Chiaro che questo fa parte di un esercizio che è ben conosciuto da chi fa televisione, si impara a parlare “in camera” e magari si fa usa del teleprompter (per esempio, questo che si abbina ad una fotocamera, o questo, migliore perché più grande, che usa come schermo un iPad) per evitare di abbassare gli occhi, di avere sotto controllo quello che si sta dicendo, di quello che bisogna dire (poi che si legga o meno, poco importa, può essere anche solo una traccia). La cosa importante va però oltre a questo, perché possiamo immaginare che nella maggior parte delle situazioni un dialogo non della essere un “copione” da leggere (almeno lo speriamo), quindi il teleprompter forse non serve, ma serve “guardare le persone in faccia”. Lo dicevo proprio l’altro giorno, in un webinar dove parlavo ad una platea di avvocati ai quali spiegavo l’importanza della comunicazione a distanza, e in un mestiere come quello dell’avvocato (ma anche del consulente, del professionista, del venditore… di tutti), come guardare negli occhi le persone, leggerne le sfumature delle espressioni, anticipare gli sguardi, imporre la propria personalità visualmente?
In quel momento, mi era chiaro che il design della struttura di uno schermo e della webcam è sbagliato: serve catturare lo sguardo nella posizione coincidente con gli occhi della persona con la quale si sta parlando. Ho pensato, da “tecnico” che sarebbe necessario un sistema di ripresa capace di riprendere “attraverso lo schermo” e poi anche un sistema di riconoscimento facciale per spostare la camera verso il dove spostiamo lo sguardo (pensate alla videata di una videochiamata su Zoom o simile, con tante facce, dobbiamo guardare negli occhi la persona con la quale stiamo parlando.

********

**CONSEGNE**
(1) Elenca i mestieri che il testo sullo sguardo in videochiamata nomina quando parla della comunicazione a distanza.
(2) Estrai dal testo sullo sguardo in videochiamata il passo che va da "In quel momento, mi" fino a "quale stiamo parlando." compreso.

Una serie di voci
********

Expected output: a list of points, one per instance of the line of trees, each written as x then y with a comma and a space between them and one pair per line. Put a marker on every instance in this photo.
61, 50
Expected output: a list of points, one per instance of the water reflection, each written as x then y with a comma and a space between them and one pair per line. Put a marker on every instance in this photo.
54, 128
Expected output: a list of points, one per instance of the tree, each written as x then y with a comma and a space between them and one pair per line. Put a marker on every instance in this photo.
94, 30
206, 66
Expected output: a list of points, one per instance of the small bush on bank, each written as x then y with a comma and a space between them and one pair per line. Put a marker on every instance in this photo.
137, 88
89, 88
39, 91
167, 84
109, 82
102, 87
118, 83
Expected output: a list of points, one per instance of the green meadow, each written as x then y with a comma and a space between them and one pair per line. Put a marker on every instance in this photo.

********

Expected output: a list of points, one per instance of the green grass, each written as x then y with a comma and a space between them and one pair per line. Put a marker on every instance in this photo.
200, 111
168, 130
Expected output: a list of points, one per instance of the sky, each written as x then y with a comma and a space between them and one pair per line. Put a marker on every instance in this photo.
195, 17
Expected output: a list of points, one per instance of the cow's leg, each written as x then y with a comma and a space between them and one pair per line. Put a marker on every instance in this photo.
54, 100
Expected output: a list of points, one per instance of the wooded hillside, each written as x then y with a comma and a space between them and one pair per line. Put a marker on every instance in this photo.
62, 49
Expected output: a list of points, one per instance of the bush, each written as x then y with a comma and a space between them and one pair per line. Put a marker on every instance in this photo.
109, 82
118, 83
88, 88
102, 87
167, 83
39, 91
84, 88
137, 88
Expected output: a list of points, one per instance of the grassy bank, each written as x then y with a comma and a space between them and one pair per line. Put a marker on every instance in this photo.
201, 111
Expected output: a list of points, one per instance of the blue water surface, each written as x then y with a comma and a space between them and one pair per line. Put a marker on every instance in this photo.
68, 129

********

**SOLUZIONI COMPLETE**
(1) avvocato, consulente, professionista, venditore

(2)
In quel momento, mi era chiaro che il design della struttura di uno schermo e della webcam è sbagliato: serve catturare lo sguardo nella posizione coincidente con gli occhi della persona con la quale si sta parlando. Ho pensato, da “tecnico” che sarebbe necessario un sistema di ripresa capace di riprendere “attraverso lo schermo” e poi anche un sistema di riconoscimento facciale per spostare la camera verso il dove spostiamo lo sguardo (pensate alla videata di una videochiamata su Zoom o simile, con tante facce, dobbiamo guardare negli occhi la persona con la quale stiamo parlando.